══ MATERIAL TO PROCESS ══

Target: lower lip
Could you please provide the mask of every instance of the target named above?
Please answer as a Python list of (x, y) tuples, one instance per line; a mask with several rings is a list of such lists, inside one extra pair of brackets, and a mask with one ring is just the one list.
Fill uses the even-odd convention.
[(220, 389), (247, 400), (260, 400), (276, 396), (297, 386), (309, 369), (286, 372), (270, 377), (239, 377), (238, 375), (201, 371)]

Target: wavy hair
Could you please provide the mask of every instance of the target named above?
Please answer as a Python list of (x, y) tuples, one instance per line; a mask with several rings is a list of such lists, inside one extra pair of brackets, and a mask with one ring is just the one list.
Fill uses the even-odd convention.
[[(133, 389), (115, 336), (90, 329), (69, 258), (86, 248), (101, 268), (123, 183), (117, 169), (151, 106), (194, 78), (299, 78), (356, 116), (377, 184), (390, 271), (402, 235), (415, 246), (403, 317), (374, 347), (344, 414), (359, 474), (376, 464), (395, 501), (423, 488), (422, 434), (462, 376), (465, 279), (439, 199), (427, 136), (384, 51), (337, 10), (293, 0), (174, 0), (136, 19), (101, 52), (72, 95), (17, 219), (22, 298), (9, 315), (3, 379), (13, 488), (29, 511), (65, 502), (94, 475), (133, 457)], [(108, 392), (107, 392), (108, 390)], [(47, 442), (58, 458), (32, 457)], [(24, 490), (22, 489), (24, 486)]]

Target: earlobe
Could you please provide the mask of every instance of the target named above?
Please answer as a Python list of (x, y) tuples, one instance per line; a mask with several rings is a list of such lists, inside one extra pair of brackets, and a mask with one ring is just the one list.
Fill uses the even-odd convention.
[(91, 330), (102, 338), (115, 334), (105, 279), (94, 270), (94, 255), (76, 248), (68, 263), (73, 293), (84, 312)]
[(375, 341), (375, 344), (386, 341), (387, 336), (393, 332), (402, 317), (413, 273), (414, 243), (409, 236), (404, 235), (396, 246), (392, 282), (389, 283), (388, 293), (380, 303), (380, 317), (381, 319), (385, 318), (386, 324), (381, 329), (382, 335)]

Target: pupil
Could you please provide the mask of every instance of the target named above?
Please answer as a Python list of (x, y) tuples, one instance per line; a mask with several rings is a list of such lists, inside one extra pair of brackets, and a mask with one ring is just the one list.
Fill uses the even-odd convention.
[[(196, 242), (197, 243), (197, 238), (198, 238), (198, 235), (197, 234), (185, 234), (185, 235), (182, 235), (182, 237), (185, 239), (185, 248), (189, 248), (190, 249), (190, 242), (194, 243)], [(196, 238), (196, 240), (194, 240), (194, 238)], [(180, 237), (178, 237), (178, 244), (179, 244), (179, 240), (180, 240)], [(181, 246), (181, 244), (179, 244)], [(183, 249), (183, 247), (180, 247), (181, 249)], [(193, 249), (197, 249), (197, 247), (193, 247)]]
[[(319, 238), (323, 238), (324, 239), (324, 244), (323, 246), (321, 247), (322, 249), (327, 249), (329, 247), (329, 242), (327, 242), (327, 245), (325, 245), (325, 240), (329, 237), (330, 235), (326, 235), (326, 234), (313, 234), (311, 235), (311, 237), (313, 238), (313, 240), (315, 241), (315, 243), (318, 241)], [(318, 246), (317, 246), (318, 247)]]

═══

EXERCISE AIM:
Retype each line above with no alterations.

TASK ANSWER:
Target: lower lip
Could you please provide the mask of every instance of the target named above?
Please answer as a Python list of (x, y) tuples, one instance per line; a mask with several rings is a list of such lists, inside one extra pair of brackets, and a mask with one ring is just the one list.
Fill uses the even-odd convention.
[(220, 389), (247, 400), (260, 400), (276, 396), (297, 386), (309, 369), (286, 372), (270, 377), (239, 377), (238, 375), (201, 371)]

Target: wavy hair
Could you please provide the mask of every instance of the target named above?
Please answer as a Python list of (x, y) tuples, one instance per line; a mask with several rings is a list of such lists, inside one extra pair of brackets, and a mask with one ring is just the one list.
Fill uses the even-odd convention.
[[(133, 389), (115, 336), (90, 329), (69, 258), (86, 248), (101, 268), (123, 183), (117, 169), (151, 106), (194, 78), (299, 78), (356, 116), (377, 184), (390, 271), (402, 235), (415, 246), (403, 317), (374, 347), (344, 414), (359, 474), (376, 464), (395, 501), (423, 488), (422, 434), (462, 376), (465, 279), (439, 199), (427, 136), (384, 51), (337, 10), (293, 0), (174, 0), (136, 19), (101, 52), (72, 95), (17, 219), (22, 298), (9, 315), (3, 379), (13, 488), (29, 511), (65, 502), (94, 475), (133, 457)], [(108, 392), (107, 392), (108, 390)], [(47, 442), (58, 458), (32, 457)], [(24, 490), (22, 489), (24, 486)]]

Target: earlobe
Could you please provide the mask of every instance of the target named above?
Please answer as a Python list of (x, y) tuples, one instance per line; a mask with several rings is a list of such lists, inside one extra pair of brackets, and a mask with one ring is just the one list.
Fill uses the even-odd convention.
[(91, 330), (102, 338), (115, 334), (105, 279), (94, 270), (94, 255), (76, 248), (68, 263), (73, 293), (84, 312)]
[(375, 341), (375, 344), (386, 341), (387, 336), (393, 332), (402, 317), (413, 273), (414, 243), (409, 236), (404, 235), (396, 246), (392, 282), (389, 283), (388, 293), (380, 303), (380, 317), (381, 319), (385, 318), (386, 324), (381, 329), (382, 335)]

Target: pupil
Could you please provide the mask of every instance of the target named above?
Please answer as a Python list of (x, y) tuples, one instance per line; a mask with several rings is a list of such lists, inside one extra pair of brackets, and a mask with one ring is just the one list.
Fill uses the even-odd convention.
[[(196, 242), (197, 243), (197, 238), (198, 238), (198, 235), (197, 234), (185, 234), (185, 235), (182, 235), (182, 237), (185, 239), (185, 248), (189, 248), (190, 249), (190, 242), (194, 243)], [(196, 238), (196, 240), (194, 240), (194, 238)], [(180, 237), (178, 237), (178, 244), (179, 244), (179, 240), (180, 240)], [(181, 246), (181, 244), (179, 244)], [(183, 249), (183, 247), (180, 247), (181, 249)], [(193, 249), (197, 249), (197, 247), (193, 247)]]
[[(319, 238), (323, 238), (324, 239), (324, 244), (323, 246), (321, 247), (322, 249), (327, 249), (329, 247), (329, 242), (327, 242), (327, 245), (325, 245), (325, 240), (329, 237), (330, 235), (326, 235), (326, 234), (313, 234), (311, 235), (311, 237), (313, 238), (313, 240), (315, 241), (315, 243), (318, 241)], [(318, 246), (317, 246), (318, 247)]]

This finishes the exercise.